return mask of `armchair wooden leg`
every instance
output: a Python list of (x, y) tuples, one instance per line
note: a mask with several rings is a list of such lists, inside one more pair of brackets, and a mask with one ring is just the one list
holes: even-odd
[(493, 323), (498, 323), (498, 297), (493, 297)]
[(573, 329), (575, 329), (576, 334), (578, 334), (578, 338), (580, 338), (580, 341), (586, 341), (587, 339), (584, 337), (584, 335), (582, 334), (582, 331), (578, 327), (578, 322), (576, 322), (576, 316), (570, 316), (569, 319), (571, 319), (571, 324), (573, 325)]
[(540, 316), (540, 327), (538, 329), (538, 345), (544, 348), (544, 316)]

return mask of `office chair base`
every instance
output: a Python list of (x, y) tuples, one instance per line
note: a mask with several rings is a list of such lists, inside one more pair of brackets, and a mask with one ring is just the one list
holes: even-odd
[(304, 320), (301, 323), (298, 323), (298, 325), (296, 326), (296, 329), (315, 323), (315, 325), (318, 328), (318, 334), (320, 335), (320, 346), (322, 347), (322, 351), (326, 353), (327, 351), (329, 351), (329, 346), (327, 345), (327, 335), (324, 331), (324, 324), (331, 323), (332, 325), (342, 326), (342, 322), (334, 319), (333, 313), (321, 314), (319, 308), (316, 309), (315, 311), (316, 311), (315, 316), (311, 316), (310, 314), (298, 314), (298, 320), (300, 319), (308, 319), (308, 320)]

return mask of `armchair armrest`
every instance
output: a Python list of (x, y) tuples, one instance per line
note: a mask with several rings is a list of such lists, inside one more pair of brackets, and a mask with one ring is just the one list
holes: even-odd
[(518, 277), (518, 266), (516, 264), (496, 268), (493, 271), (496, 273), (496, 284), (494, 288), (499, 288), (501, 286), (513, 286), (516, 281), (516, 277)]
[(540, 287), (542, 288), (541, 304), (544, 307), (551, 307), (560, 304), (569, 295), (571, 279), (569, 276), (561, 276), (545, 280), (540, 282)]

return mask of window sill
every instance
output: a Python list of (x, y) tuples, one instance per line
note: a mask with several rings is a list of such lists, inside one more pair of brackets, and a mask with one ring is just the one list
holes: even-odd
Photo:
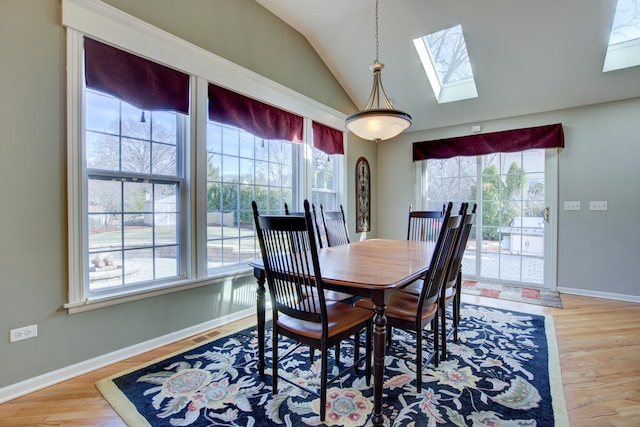
[(202, 286), (209, 286), (216, 283), (233, 281), (253, 275), (253, 268), (246, 264), (239, 265), (233, 270), (226, 270), (219, 276), (207, 277), (197, 280), (181, 280), (173, 282), (162, 287), (154, 286), (146, 289), (136, 289), (129, 292), (110, 292), (101, 296), (91, 296), (84, 301), (70, 301), (64, 304), (68, 314), (82, 313), (98, 308), (109, 307), (117, 304), (124, 304), (131, 301), (137, 301), (145, 298), (152, 298), (159, 295), (166, 295), (173, 292), (195, 289)]

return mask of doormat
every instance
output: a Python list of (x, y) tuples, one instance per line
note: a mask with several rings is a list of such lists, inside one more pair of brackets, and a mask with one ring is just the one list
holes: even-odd
[(480, 297), (523, 302), (525, 304), (562, 308), (560, 294), (547, 289), (523, 288), (520, 286), (464, 280), (462, 282), (462, 293)]

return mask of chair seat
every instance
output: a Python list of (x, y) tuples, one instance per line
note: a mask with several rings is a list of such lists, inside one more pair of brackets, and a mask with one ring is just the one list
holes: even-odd
[[(413, 282), (409, 286), (406, 286), (406, 287), (402, 288), (401, 292), (404, 292), (405, 294), (411, 294), (411, 295), (420, 295), (420, 291), (422, 291), (422, 281), (421, 280), (419, 280), (417, 282)], [(455, 287), (447, 288), (447, 290), (444, 293), (444, 299), (446, 301), (451, 301), (451, 299), (453, 299), (453, 297), (455, 297), (455, 296), (456, 296), (456, 288)]]
[[(336, 301), (327, 301), (326, 305), (329, 337), (347, 331), (373, 317), (373, 312), (364, 308)], [(322, 324), (320, 323), (296, 319), (286, 314), (278, 315), (277, 323), (281, 328), (305, 337), (318, 340), (322, 337)]]
[[(398, 292), (391, 295), (385, 315), (387, 317), (395, 317), (401, 320), (412, 321), (416, 319), (416, 312), (418, 311), (418, 303), (420, 298), (416, 295), (406, 294)], [(354, 304), (356, 307), (367, 308), (373, 310), (373, 302), (369, 298), (363, 298), (356, 301)], [(433, 313), (438, 309), (438, 304), (431, 304), (430, 306), (422, 308), (422, 319), (429, 319), (433, 317)]]
[(455, 287), (450, 287), (447, 288), (447, 290), (444, 292), (444, 299), (446, 302), (451, 301), (455, 296), (456, 296), (457, 290)]
[(329, 291), (326, 289), (324, 291), (324, 299), (328, 301), (343, 301), (349, 298), (353, 298), (353, 295), (345, 292)]
[(422, 280), (416, 280), (415, 282), (411, 283), (409, 286), (405, 286), (404, 288), (402, 288), (402, 290), (400, 292), (404, 292), (405, 294), (411, 294), (411, 295), (420, 295), (420, 292), (422, 291)]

- _DIRECTIONS_: Pictures stay out of the copy; please restate every record above exactly.

- _TASK OUTPUT_:
return mask of `armchair wooden leg`
every instance
output: a Python list of (x, y) tuples, one instance per line
note: a mask with several rings is a list of such lists, inside one more pair of brackets, and a mask with one ring is just the one list
holes: even-odd
[(493, 323), (498, 323), (498, 297), (493, 297)]
[(573, 329), (575, 329), (576, 334), (578, 334), (578, 338), (580, 338), (580, 341), (586, 341), (587, 339), (584, 337), (584, 335), (582, 334), (582, 331), (578, 327), (578, 322), (576, 322), (576, 316), (570, 316), (569, 319), (571, 319), (571, 324), (573, 325)]
[(540, 316), (540, 327), (538, 329), (538, 345), (544, 348), (544, 316)]

return mask of `office chair base`
every instance
output: a Python list of (x, y) tuples, one instance per line
note: a mask with several rings is a list of such lists, inside one more pair of brackets, and a mask with one ring is just the one list
holes: even-odd
[(304, 320), (301, 323), (298, 323), (298, 325), (296, 326), (296, 329), (315, 323), (315, 325), (318, 328), (318, 334), (320, 335), (320, 346), (322, 347), (322, 351), (326, 353), (327, 351), (329, 351), (329, 346), (327, 345), (327, 335), (324, 331), (324, 324), (331, 323), (332, 325), (342, 326), (342, 322), (334, 319), (333, 313), (321, 314), (319, 308), (316, 309), (315, 311), (316, 311), (315, 316), (311, 316), (310, 314), (298, 314), (298, 320), (300, 319), (308, 319), (308, 320)]

return mask of `armchair armrest`
every instance
output: a Python list of (x, y) tuples, one instance per line
note: a mask with several rings is a list of such lists, inside one more pair of brackets, and a mask with one ring is just the one list
holes: even-odd
[(518, 277), (518, 266), (516, 264), (496, 268), (493, 271), (496, 273), (496, 284), (494, 288), (499, 288), (501, 286), (513, 286), (516, 281), (516, 277)]
[(540, 287), (542, 288), (541, 304), (544, 307), (551, 307), (560, 304), (569, 295), (571, 279), (569, 276), (561, 276), (545, 280), (540, 282)]

return mask of window sill
every instance
output: a Python list of (x, y) tuples, one instance per line
note: a mask with several rings is a list of such lists, inside one more pair of brackets, and a mask with one ring is just the one list
holes: even-odd
Photo:
[(202, 286), (209, 286), (216, 283), (233, 281), (253, 275), (253, 268), (246, 264), (239, 265), (233, 270), (226, 270), (219, 276), (207, 277), (197, 280), (181, 280), (173, 282), (162, 287), (154, 286), (146, 289), (136, 289), (129, 292), (110, 292), (101, 296), (91, 296), (84, 301), (70, 301), (64, 304), (68, 314), (82, 313), (98, 308), (109, 307), (117, 304), (124, 304), (131, 301), (137, 301), (145, 298), (152, 298), (159, 295), (166, 295), (173, 292), (195, 289)]

return mask of doormat
every instance
output: a Python list of (x, y) tuples, one instance per line
note: a mask with several rings is a list of such lists, inside one more pair of brackets, and a mask with one ring is just the one list
holes: even-odd
[(480, 297), (523, 302), (525, 304), (562, 308), (560, 294), (547, 289), (523, 288), (520, 286), (464, 280), (462, 282), (462, 293)]

return mask of chair seat
every instance
output: a Python list of (x, y) tuples, one instance per line
note: a mask with several rings is a list of such lists, inside one more pair of brackets, and a mask with one ring is just the one list
holes: even-odd
[[(413, 282), (409, 286), (406, 286), (406, 287), (402, 288), (401, 292), (404, 292), (405, 294), (411, 294), (411, 295), (420, 295), (420, 291), (422, 291), (422, 281), (421, 280), (419, 280), (417, 282)], [(455, 287), (447, 288), (447, 290), (444, 293), (444, 299), (446, 301), (451, 301), (451, 299), (453, 299), (453, 297), (455, 297), (455, 296), (456, 296), (456, 288)]]
[[(336, 301), (327, 301), (326, 305), (329, 337), (347, 331), (373, 317), (373, 312), (364, 308)], [(322, 324), (320, 323), (296, 319), (286, 314), (278, 315), (277, 323), (281, 328), (305, 337), (318, 340), (322, 337)]]
[[(398, 292), (391, 295), (385, 315), (387, 317), (395, 317), (401, 320), (412, 321), (416, 319), (416, 312), (418, 311), (418, 303), (420, 298), (416, 295), (406, 294)], [(354, 304), (356, 307), (367, 308), (373, 310), (373, 302), (369, 298), (363, 298), (356, 301)], [(433, 313), (438, 309), (438, 304), (431, 304), (430, 306), (422, 308), (422, 319), (429, 319), (433, 317)]]
[(455, 287), (450, 287), (447, 288), (447, 290), (444, 292), (444, 299), (446, 302), (451, 301), (455, 296), (456, 296), (457, 290)]
[(329, 291), (326, 289), (324, 291), (324, 299), (328, 301), (343, 301), (349, 298), (353, 298), (353, 295), (345, 292)]
[(422, 280), (416, 280), (415, 282), (411, 283), (409, 286), (405, 286), (404, 288), (402, 288), (402, 290), (400, 292), (404, 292), (405, 294), (411, 294), (411, 295), (420, 295), (420, 292), (422, 291)]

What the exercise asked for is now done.